======== Listed records
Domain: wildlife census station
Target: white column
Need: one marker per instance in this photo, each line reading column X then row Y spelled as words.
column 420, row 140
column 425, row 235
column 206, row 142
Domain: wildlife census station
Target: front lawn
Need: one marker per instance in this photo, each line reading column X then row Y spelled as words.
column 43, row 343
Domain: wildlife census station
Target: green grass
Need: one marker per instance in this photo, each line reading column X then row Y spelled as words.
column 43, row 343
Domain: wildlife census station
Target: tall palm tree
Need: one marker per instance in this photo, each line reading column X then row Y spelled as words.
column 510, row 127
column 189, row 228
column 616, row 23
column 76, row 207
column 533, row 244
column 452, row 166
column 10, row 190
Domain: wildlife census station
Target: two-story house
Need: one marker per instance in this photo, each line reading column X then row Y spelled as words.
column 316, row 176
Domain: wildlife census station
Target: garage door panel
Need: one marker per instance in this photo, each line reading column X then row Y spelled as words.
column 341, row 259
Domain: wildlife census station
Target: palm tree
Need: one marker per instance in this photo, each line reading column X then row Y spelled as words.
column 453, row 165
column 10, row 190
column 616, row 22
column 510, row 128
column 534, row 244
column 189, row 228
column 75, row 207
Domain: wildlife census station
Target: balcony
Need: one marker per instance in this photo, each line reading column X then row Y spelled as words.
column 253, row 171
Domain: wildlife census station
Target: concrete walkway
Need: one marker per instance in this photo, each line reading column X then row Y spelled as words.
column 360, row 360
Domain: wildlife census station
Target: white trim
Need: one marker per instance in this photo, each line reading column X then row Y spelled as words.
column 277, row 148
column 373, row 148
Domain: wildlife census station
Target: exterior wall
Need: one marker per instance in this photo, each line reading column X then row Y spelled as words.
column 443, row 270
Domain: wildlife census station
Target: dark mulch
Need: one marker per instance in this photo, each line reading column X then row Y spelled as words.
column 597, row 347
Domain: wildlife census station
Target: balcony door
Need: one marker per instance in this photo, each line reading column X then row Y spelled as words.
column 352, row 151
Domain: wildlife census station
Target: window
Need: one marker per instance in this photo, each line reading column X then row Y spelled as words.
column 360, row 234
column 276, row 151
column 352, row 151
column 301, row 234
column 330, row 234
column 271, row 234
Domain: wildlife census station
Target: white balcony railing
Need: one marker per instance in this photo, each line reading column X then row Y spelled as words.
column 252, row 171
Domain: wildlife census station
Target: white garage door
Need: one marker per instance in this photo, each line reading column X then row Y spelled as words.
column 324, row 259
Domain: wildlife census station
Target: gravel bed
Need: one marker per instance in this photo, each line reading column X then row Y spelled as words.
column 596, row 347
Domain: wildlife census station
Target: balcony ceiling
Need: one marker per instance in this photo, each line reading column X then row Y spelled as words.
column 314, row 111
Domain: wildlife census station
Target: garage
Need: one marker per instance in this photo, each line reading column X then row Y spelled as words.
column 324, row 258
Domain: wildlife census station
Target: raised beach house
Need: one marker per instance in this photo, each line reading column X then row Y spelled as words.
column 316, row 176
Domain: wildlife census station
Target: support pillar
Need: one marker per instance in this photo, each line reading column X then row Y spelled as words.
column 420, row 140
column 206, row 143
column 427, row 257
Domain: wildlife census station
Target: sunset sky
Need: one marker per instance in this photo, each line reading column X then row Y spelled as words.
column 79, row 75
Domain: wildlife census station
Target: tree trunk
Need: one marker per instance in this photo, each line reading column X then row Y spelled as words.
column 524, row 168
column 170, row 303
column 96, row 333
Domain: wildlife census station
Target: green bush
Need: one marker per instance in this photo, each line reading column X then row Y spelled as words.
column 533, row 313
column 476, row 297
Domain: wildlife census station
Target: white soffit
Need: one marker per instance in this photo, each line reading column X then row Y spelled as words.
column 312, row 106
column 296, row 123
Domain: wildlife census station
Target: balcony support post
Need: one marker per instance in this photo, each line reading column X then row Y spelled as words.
================
**Task details:**
Lay out the rows above, from the start through the line holding "column 341, row 259" (inclusive), as a two-column CSV with the columns "prompt" and "answer". Give one CSV line per row, with its text and its answer each in a single quoted field and line breaks turned into spaces.

**The result:**
prompt,answer
"Domain: wildlife census station Target: white column Need: one marker per instance in this photo, each line reading column X then row Y spelled as words.","column 420, row 140 column 425, row 235 column 206, row 142"
"Domain: wildlife census station Target: front lawn Need: one marker per instance in this photo, each line reading column X then row Y spelled as words.","column 43, row 343"
"Domain: wildlife census station Target: green grass Need: one marker per instance in this photo, each line reading column X then row Y spelled as words.","column 43, row 343"
"Domain: wildlife census station Target: tall palm tree Need: one marker per instance in this photo, each line reading column X then row Y spelled as words.","column 510, row 127 column 189, row 228 column 616, row 23 column 76, row 207 column 533, row 244 column 452, row 166 column 10, row 190"
"Domain: wildlife census station Target: two-story house Need: one marker per instance in this photo, each line reading column X then row Y spelled as words.","column 316, row 176"
"Domain: wildlife census station Target: garage door panel Need: one marker per instance in this photo, each line reading column X then row Y spelled as words.","column 341, row 259"